EXERCISE DESCRIPTION:
Establish how many lines in the material below include the word "instance", then give the count alone.

SUPPLIED ENTRIES:

##########

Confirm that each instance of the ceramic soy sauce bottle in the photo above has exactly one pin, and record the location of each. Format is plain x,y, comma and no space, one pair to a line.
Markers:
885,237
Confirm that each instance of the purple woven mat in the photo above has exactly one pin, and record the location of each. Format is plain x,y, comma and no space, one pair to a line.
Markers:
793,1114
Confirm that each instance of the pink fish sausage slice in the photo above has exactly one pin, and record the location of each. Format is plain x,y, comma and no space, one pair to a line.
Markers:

##########

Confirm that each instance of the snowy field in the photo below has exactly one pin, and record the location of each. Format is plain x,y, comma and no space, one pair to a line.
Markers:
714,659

##########

RESULT OF THIS TASK:
4